From the text below on data quality in electronic health records, list each characteristic of high-quality data that it names.

Text shown |
BEGIN
The widespread implementation and use of electronic health records (EHRs) also referred as electronic medical records (EMRs) facilitate the collection, analysis and dissemination of time-based performance metrics. EHR is a longitudinal collection of electronic health information of a patient. 5 EHR has also been defined as a systematic electronic collection of patient’s health information such as a patient’s medical history. 6 It has been reported that the definition of EHR in the literature is rather ambiguous. 7 Numerical data are unambiguous and interpretable; literature review showed that 22 per cent of clinical decision support systems (CDSS) used only numerical data. 8 EHR-based CDSS are considered a solution to improve QoC. 9 Data from EHR are also being used for accountability and quality improvements.10,11
The volume of health data available for research will continue to grow. 12 Researchers working with large datasets need to understand not only the complexity of health processes but also the context within which data collection and management took place, in order to establish meaningful relationship with the real world. 11 It also becomes necessary for the end user of data (researcher and/or management) to be confident in the data quality (DQ) of the dataset used for the purposes of producing both performance reports and research output. Furthermore, a researcher may access data from a data warehouse put together by the Information Technology (IT) department external to the researcher. As such, the researcher does not have the insight into the extract, transform and load (ETL) process of the underlying dataset supplied for research. Therefore, the onus is on the researcher to take additional steps in understanding the data and subsequently assessing the DQ of the dataset used. Improving DQ will improve QoC. 11 This will also improve accuracy, completeness and consistency of computations. 13 Accuracy, availability, usability, integrity, consistency, standardisation and timeliness are some characteristics of high-quality data. 14 Many researchers have discussed problems with DQ, especially in large data extracted from EHRs and have proposed ways to address the inherent DQ issues.11,15,16 DQ assessment and improvement methodologies could be classified as either data-driven or process-driven strategies. 17 The approach taken in this research for DQ assessment and improvement is process-driven.
In this research, process mining (PM) technique was used to gain insight into the real process and subsequently the DQ of the variables used to produce time-based performance metrics for hospitals. PM sits between ‘machine learning and data mining’ on the one hand and ‘process modelling and analyses’ on the other. 18 Analysing historical data will give a true picture of the executed process.
The objective of this research is twofold. First is to construct a patient journey model from start-to-end using time-based data normally used for KPI reporting to give a holistic view of the patient journey. Cross-checking the patient journey model with domain experts will confirm whether the model emulates the day-to-day processes. Non-conformances in the process model could be attributed to incorrect data or other operational reasons. Second is to target process improvement activities to address the DQ issues that might have contributed to the abnormal flow and/or to implement strategies that will facilitate better process compliance. The focus of this article is on ED processes and ED time-based performance metrics; as such, only the ED model is discussed in the following sections.
END
Data shown |
BEGIN
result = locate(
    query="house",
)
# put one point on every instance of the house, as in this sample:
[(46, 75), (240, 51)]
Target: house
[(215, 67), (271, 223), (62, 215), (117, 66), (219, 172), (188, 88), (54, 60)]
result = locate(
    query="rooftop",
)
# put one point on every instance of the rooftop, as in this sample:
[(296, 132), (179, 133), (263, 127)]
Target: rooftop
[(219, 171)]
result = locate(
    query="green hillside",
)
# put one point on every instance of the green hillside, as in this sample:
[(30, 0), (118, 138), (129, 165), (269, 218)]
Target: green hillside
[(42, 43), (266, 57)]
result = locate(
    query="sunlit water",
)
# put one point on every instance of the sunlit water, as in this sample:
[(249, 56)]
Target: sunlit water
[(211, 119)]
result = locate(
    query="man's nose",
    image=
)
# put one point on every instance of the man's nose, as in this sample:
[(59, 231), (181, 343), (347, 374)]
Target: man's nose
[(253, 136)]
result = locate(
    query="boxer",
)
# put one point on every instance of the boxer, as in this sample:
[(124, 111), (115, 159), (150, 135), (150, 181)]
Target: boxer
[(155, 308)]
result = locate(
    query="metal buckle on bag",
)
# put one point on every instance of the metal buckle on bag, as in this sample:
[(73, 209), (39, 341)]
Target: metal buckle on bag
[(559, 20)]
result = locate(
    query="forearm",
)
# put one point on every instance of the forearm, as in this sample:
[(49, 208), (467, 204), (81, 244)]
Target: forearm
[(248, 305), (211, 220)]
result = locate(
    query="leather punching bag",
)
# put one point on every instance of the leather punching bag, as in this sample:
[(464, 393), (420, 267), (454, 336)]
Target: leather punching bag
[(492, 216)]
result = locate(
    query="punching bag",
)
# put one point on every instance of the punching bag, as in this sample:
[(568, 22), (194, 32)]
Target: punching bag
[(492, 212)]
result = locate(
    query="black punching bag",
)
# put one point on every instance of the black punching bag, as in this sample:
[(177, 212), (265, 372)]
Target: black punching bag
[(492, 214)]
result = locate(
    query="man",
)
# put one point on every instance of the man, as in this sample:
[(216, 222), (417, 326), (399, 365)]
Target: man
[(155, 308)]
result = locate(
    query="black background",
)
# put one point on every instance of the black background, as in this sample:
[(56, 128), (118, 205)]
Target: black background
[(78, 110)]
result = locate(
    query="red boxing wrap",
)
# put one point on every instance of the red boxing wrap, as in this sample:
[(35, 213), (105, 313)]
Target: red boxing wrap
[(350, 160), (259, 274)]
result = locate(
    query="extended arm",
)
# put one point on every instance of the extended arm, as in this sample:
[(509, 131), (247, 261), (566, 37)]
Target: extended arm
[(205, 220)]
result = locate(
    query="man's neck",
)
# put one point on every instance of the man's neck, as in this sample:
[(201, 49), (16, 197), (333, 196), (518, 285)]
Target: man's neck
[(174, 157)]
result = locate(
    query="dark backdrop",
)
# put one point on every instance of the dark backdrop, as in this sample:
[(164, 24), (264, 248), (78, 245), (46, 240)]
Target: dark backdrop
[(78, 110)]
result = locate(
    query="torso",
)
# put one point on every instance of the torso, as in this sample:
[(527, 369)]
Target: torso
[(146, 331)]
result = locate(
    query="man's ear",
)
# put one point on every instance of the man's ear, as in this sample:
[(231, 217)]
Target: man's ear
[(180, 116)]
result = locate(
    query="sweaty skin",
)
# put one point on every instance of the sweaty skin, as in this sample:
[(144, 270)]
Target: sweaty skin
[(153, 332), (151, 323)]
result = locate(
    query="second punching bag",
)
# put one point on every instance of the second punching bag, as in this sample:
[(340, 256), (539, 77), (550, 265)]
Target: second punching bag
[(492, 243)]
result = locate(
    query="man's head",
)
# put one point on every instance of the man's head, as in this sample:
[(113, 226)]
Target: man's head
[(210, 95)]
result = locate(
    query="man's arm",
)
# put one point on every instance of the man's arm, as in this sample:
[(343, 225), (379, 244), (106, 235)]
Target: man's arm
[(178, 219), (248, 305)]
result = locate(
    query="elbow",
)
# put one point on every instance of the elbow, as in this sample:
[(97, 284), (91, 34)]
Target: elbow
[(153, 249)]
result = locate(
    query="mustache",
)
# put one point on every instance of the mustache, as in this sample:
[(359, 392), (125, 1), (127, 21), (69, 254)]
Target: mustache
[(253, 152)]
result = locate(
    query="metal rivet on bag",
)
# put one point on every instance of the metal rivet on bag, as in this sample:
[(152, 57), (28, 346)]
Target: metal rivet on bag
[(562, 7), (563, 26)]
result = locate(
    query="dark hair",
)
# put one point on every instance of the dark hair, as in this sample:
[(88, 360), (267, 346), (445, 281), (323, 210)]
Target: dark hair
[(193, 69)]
END
BEGIN
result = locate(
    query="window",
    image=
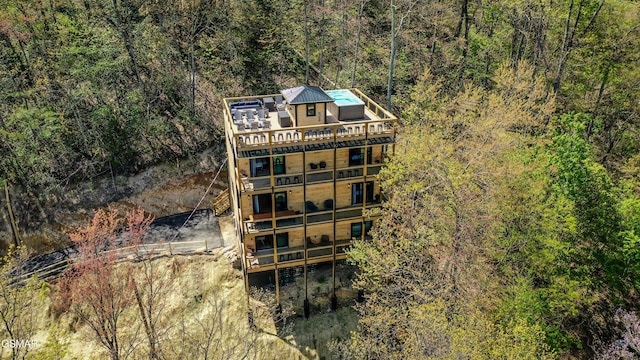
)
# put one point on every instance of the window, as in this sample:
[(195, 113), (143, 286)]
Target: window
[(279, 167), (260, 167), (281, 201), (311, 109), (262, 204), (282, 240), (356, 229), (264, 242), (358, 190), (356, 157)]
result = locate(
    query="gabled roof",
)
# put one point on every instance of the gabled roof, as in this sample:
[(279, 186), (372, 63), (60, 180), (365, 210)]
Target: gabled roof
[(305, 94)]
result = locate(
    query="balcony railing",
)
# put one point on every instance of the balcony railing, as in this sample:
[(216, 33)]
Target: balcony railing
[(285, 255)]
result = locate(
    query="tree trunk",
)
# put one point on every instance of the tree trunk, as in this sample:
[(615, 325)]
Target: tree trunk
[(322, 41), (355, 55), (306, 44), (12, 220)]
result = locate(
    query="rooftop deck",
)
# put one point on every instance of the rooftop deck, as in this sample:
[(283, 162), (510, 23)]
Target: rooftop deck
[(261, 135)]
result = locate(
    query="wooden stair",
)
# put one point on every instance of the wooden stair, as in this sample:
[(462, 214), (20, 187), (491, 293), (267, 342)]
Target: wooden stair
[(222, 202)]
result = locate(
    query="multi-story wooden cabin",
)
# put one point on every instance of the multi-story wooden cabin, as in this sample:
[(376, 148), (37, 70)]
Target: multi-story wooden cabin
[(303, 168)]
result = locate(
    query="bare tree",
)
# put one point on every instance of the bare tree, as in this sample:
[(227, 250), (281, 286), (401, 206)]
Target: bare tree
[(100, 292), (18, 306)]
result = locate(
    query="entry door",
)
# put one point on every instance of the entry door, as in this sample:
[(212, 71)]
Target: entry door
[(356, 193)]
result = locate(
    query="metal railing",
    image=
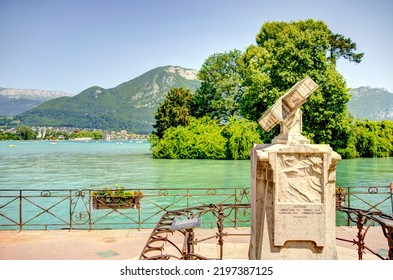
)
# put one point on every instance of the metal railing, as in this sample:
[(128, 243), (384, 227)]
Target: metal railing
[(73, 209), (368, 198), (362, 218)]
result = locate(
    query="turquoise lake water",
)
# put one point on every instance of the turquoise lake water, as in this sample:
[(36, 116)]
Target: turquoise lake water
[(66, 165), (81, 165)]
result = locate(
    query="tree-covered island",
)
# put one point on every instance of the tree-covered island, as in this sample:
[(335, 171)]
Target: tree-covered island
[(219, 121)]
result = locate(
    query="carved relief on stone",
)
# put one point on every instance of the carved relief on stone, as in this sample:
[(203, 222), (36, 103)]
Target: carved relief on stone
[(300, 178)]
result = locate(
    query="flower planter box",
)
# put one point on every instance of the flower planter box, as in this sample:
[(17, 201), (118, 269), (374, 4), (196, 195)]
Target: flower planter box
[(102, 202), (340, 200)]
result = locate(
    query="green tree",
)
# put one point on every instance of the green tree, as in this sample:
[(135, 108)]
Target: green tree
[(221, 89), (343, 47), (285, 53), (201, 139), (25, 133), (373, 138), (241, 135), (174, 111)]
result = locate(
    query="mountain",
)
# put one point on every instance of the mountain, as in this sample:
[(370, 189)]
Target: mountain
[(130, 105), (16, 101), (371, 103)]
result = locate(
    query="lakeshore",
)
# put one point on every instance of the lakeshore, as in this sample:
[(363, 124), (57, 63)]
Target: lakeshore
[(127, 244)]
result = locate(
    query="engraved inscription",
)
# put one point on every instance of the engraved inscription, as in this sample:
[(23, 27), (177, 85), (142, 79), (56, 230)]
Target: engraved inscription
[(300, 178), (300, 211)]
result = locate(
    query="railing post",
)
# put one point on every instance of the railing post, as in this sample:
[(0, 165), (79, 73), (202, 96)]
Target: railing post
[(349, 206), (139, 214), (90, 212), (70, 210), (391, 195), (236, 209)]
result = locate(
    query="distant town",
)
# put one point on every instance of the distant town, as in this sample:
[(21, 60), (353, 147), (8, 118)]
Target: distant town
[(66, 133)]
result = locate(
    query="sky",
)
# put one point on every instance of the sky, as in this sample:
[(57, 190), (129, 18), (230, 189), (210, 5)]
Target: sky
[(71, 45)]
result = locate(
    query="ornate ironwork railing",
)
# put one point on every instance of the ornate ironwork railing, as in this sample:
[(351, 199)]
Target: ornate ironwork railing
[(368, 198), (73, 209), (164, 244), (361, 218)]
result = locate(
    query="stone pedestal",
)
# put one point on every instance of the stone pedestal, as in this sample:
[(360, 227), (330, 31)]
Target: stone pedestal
END
BEGIN
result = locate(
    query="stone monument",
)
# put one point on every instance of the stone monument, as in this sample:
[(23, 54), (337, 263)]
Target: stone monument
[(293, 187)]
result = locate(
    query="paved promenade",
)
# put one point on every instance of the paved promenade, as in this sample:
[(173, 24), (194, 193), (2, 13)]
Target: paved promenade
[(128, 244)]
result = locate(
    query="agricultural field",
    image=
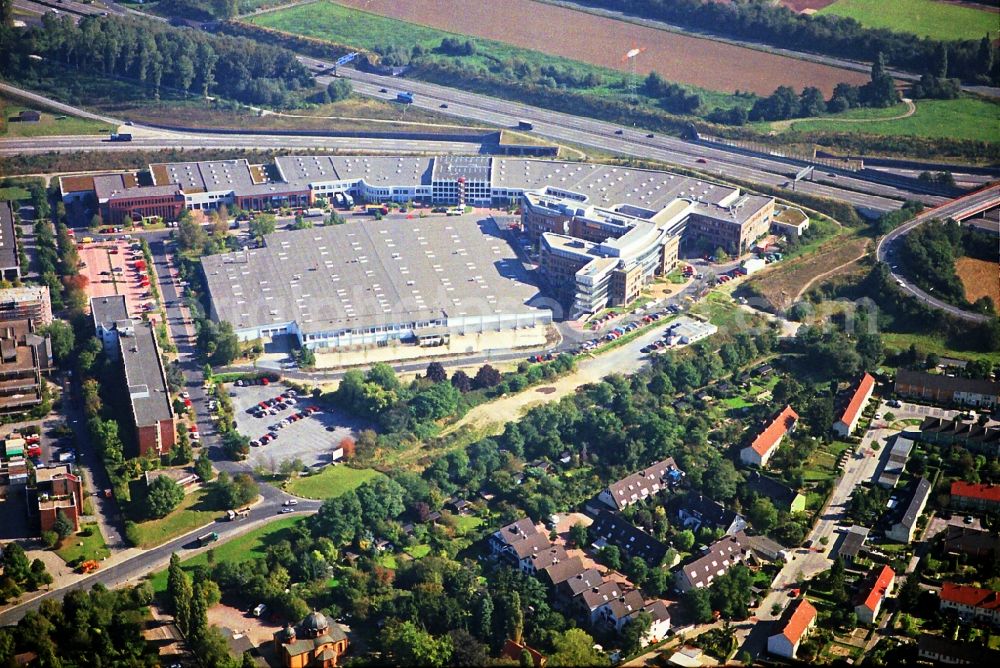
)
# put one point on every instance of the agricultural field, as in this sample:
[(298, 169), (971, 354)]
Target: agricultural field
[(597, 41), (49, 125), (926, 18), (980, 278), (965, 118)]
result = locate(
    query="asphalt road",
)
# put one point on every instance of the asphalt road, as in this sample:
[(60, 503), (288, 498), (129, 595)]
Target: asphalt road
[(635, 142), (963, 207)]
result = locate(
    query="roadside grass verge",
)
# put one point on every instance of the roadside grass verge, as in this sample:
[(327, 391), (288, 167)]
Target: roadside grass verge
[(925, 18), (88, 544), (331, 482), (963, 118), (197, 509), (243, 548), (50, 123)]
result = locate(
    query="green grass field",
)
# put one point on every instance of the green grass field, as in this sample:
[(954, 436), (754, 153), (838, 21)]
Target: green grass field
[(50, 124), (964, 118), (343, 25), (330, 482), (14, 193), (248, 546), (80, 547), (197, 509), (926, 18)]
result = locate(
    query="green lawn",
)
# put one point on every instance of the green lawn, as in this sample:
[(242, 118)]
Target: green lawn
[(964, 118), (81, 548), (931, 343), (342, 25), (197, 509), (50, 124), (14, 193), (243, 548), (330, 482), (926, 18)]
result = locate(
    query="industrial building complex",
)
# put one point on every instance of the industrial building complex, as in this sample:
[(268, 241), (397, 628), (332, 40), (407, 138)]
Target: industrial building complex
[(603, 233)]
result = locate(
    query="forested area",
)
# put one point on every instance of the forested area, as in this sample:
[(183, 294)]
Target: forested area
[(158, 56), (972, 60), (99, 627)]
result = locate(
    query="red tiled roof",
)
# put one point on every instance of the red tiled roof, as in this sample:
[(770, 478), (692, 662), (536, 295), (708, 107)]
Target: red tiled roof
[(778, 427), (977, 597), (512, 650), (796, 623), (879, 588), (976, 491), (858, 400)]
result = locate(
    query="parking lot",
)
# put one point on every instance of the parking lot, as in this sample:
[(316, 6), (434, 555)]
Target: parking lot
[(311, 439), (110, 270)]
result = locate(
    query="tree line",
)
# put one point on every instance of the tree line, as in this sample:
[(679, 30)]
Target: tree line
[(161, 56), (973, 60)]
END
Completed task | Accuracy, availability, usability, integrity, consistency, standardisation, timeliness